> **Exercice écrit A**: Recopiez mot pour mot l'extrait du texte sur la métaphore du nuage en méditation, en commençant à « Mais l’utilisation de » et en terminant à « pourtant, il existe. ».
> **Exercice écrit B**: Rédigez la suite du texte sur la métaphore du nuage en méditation, à partir de sa dernière phrase.

> **Texte proposé**:
Le nuage est une métaphore qui revient très souvent dans l’apprentissage de la méditation.
Au moment le plus délicat de la pratique méditative, quand les pensées commencent à faire irruption pour vous distraire et vous emmener au loin dans leurs mirages, il s’agit alors de les comparer à des nuages dans le ciel, volatiles, évanescents, insubstantiels, de manière à les laisser filer au loin, sans s’y attacher, et à tourner de nouveau sa conscience, doucement, avec bienveillance, vers l’observation de sa respiration dans l ‘ici- maintenant, de manière à retrouver progressivement le ciel bleu de cette conscience ayant été troublée momentanément par le passage des nuages.
Le nuage est donc une métaphore qui aide à la non-identification avec les pensées et au discernement subtil de la différence entre la conscience (le ciel bleu et infini) et les pensées appartenant aux constructions perturbantes du mental (les nuages qui passent).
Mais l’utilisation de la métaphore du nuage peut aller encore plus loin, comme dans ce beau livre de Osho Rajneesh « Mon chemin, le chemin des nuages blancs » (paru aux éditions « Le Voyage Intérieur » en 1988 et depuis longtemps épuisé) :
« Juste avant que Bouddha ne meure, quelqu’un lui demanda : « Lorsque un Bouddha meurt, où s’en va-t-il, survit-il ou disparaît-il simplement dans le néant ? » Bouddha, dit-on, répondit : « C’est comme un nuage blanc qui disparaît » (…)
Un nuage blanc n’a pas de racines – c’est un phénomène sans origine, qui ne se rattache à rien, ou qui se rattache au Rien. Mais pourtant, il existe.

> **Données extraites**:

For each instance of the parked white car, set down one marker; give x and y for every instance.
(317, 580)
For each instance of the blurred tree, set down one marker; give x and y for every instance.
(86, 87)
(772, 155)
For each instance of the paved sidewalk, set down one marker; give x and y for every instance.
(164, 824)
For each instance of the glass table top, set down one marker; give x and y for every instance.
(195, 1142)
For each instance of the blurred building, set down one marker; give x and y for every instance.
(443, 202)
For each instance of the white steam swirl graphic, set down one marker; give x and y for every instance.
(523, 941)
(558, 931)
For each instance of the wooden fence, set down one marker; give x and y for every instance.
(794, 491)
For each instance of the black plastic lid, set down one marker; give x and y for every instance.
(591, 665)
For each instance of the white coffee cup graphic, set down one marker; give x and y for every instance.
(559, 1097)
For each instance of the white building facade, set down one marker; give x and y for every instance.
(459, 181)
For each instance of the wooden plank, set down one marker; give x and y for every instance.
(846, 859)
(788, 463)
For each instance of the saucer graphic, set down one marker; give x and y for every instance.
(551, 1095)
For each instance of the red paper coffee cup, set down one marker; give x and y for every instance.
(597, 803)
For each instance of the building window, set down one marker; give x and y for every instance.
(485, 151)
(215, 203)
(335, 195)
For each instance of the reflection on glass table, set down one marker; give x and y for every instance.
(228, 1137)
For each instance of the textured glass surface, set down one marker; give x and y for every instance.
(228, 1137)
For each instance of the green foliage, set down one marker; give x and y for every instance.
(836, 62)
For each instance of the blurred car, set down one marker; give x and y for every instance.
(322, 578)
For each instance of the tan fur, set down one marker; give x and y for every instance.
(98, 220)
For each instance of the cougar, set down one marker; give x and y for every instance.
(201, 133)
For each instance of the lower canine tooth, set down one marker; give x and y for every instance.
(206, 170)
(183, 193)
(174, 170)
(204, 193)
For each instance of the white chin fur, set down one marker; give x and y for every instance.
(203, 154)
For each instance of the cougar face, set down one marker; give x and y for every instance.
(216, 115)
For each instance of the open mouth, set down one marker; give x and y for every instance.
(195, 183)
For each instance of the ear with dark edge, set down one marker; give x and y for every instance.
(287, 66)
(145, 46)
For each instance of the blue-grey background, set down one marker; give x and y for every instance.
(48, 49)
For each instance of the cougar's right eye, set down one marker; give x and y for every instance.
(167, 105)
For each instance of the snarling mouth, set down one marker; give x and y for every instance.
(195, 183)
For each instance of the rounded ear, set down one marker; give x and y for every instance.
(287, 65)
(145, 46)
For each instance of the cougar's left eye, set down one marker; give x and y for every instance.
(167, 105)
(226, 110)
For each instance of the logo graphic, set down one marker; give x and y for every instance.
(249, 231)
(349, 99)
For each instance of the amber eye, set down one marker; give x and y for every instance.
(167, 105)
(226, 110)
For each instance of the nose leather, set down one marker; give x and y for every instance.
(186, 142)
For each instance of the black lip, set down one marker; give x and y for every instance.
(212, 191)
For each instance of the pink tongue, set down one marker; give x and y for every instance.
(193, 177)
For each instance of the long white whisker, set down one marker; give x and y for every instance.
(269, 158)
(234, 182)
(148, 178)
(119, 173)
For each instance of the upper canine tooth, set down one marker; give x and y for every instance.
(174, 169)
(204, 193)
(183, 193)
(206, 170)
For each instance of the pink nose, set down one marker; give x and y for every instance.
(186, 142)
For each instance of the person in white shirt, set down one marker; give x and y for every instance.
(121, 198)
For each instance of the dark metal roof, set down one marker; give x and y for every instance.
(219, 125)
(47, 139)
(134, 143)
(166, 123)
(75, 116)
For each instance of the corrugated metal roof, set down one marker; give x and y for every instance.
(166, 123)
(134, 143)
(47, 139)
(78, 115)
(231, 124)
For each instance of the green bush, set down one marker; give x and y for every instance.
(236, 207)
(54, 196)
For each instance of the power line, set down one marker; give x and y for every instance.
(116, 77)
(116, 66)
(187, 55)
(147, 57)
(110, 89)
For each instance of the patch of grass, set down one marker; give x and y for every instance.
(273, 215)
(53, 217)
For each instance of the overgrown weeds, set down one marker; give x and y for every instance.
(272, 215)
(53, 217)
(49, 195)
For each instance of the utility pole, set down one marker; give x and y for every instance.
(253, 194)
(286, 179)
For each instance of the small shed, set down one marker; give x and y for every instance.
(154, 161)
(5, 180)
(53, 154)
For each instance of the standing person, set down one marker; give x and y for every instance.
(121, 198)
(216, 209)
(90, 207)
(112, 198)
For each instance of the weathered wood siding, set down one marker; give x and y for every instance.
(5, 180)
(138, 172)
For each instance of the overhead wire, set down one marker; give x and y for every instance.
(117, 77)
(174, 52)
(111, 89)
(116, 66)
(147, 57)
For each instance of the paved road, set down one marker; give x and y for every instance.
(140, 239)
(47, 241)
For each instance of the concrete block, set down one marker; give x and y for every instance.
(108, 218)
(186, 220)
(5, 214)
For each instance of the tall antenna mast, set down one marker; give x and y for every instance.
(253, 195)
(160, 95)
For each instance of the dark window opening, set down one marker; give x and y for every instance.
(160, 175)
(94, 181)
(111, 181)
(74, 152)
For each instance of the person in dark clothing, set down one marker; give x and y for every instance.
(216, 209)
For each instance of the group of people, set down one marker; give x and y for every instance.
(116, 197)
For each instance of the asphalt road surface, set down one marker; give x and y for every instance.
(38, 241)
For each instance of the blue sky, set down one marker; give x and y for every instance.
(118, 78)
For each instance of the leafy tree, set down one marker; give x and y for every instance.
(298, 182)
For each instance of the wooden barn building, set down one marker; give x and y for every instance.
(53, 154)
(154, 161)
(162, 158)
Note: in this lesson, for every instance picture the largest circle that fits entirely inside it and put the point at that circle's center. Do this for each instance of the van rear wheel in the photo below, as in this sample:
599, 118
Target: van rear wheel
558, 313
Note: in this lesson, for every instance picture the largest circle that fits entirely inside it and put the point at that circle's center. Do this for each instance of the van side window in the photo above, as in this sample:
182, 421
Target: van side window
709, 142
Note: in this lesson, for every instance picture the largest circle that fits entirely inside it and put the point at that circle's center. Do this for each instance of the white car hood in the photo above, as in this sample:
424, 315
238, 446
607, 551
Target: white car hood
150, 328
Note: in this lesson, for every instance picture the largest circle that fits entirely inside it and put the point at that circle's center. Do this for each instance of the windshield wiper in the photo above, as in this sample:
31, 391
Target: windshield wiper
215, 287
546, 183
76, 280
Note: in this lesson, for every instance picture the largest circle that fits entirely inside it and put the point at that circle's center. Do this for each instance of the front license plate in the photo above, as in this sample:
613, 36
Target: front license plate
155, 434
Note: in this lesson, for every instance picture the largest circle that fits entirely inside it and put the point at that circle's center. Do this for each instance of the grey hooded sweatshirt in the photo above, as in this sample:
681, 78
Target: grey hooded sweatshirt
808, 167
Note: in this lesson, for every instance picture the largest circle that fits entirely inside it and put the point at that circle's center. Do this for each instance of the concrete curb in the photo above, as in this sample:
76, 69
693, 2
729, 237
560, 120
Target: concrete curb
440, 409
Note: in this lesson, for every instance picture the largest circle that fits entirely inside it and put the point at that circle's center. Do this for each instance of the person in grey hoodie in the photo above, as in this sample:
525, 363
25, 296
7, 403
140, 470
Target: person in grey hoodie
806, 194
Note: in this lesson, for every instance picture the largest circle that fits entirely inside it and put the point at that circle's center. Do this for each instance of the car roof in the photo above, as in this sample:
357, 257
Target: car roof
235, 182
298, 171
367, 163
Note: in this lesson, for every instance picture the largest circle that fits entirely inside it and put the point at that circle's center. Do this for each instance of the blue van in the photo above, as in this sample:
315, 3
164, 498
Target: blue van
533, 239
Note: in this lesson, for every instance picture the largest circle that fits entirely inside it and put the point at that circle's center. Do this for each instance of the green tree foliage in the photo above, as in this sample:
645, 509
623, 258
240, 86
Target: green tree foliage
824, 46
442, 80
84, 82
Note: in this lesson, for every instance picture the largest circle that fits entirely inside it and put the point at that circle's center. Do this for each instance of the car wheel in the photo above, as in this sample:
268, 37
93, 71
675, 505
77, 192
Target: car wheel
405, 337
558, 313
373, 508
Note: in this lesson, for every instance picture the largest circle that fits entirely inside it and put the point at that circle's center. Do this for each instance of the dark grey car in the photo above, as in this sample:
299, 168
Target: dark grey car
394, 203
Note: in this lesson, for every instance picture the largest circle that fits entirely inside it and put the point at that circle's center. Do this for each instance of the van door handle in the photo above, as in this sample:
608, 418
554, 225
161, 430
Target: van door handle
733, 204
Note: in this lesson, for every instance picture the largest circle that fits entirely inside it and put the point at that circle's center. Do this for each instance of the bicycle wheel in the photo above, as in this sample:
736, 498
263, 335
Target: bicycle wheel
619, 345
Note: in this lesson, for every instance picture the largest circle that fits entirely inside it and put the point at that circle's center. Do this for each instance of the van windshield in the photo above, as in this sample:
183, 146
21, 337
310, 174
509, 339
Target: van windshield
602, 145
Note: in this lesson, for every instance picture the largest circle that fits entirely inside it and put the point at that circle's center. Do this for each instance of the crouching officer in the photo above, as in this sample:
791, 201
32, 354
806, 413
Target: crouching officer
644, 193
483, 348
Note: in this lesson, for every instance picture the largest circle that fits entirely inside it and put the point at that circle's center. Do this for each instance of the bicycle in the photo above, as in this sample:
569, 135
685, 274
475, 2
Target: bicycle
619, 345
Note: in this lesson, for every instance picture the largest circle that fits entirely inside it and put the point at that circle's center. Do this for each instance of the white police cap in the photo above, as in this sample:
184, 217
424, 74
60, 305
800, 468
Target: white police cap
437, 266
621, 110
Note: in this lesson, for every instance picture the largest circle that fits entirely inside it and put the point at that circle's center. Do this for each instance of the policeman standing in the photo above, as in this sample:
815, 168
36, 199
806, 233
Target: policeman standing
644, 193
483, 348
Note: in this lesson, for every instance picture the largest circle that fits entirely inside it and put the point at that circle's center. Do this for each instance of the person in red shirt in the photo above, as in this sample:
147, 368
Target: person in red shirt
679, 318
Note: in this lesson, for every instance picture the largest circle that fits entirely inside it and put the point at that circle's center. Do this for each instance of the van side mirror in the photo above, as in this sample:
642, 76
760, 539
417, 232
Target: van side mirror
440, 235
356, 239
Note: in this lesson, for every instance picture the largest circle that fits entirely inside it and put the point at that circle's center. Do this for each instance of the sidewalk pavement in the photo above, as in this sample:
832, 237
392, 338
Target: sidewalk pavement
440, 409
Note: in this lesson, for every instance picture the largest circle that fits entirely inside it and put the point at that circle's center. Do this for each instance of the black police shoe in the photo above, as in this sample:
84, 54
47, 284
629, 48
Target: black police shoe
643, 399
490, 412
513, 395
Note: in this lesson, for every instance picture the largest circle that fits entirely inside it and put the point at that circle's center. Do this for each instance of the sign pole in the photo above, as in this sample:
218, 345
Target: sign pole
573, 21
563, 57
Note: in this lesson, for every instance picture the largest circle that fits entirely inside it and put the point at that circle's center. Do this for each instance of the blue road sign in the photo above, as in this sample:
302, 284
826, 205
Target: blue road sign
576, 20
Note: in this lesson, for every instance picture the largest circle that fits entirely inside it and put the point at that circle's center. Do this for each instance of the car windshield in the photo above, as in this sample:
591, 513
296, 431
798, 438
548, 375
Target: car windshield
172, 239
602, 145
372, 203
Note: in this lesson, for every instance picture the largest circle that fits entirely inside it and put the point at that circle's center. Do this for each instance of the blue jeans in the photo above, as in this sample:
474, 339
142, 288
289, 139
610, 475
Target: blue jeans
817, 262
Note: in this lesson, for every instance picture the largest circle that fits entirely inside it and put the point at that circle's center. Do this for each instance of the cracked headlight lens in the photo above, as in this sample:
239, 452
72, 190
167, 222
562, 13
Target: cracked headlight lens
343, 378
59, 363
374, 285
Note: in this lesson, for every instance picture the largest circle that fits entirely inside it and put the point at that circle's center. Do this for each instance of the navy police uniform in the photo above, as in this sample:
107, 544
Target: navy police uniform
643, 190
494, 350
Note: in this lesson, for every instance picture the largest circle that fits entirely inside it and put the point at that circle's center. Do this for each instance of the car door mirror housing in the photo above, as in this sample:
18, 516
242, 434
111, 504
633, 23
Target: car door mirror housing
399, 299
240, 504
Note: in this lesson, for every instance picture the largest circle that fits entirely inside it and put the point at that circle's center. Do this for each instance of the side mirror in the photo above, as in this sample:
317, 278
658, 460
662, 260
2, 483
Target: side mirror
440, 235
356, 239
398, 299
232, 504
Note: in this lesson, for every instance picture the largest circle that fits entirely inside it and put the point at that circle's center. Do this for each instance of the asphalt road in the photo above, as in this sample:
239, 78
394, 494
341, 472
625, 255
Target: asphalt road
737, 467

> **Réponse écrite A**:
Mais l’utilisation de la métaphore du nuage peut aller encore plus loin, comme dans ce beau livre de Osho Rajneesh « Mon chemin, le chemin des nuages blancs » (paru aux éditions « Le Voyage Intérieur » en 1988 et depuis longtemps épuisé) :
« Juste avant que Bouddha ne meure, quelqu’un lui demanda : « Lorsque un Bouddha meurt, où s’en va-t-il, survit-il ou disparaît-il simplement dans le néant ? » Bouddha, dit-on, répondit : « C’est comme un nuage blanc qui disparaît » (…)
Un nuage blanc n’a pas de racines – c’est un phénomène sans origine, qui ne se rattache à rien, ou qui se rattache au Rien. Mais pourtant, il existe.

> **Réponse écrite B**:
La totalité de l’existence est pareille à un nuage blanc : sans aucune racine, sans aucune causalité, sans cause ultime, elle existe. Comme un mystère, elle existe.
Un nuage blanc ne choisit pas son chemin. Il se laisse emporter. Il n’a nul endroit à atteindre, pas de destination, aucune destinée à accomplir, aucun objectif final. Vous ne pouvez décevoir un nuage blanc, car où qu’il arrive, là est son but.
Un nuage blanc est emporté là où le vent le pousse – il ne résiste pas, il ne lutte pas. Un nuage blanc n’est pas un conquérant et pourtant il survole tout. Vous ne pouvez le vaincre, vous ne pouvez le soumettre (…)
Un nuage blanc vagabonde dans le ciel, en dehors du temps, car, pour lui, il n’y a pas de futur, pas d’intention. Il est ici et maintenant. Chaque instant est l’éternité entière (…)
Il existe une méditation au Tibet : les moines sont assis, seuls, dans la montagne, dans une solitude absolue, et méditent simplement sur les nuages blancs qui flottent dans le ciel, en une contemplation continue, jusqu’à s’y perdre et à s’y fondre peu à peu. Ils deviennent alors eux-mêmes des nuages blancs. Sans mental, simplement là, sans résistance, sans lutte, sans rien à attendre, sans rien à perdre, savourant simplement l’existence, célébrant l’instant, la joie de l’instant, l’extase de l’instant. »
Voilà une métaphore, très différente de celle de la montagne, presque à l’opposé. elle cherche à développer d’autres qualités : l’insubstantialité du moi, son impermanence, l’absence de but et de chemin pour apprécier l’instant présent, etc… Cette métaphore peut servir d’antidote au renforcement de l’ego que peut produire la méditation de la montagne dans sa majesté, sa grandeur et sa force.
Mais en même temps, il semble qu’il faille l’employer avec beaucoup de circonspection et de précaution. Un moi, une personnalité mal structurée ou schizoïde ou déréalisée, peut être aggravé dans son symptôme par une telle identification à l’évanescence du nuage.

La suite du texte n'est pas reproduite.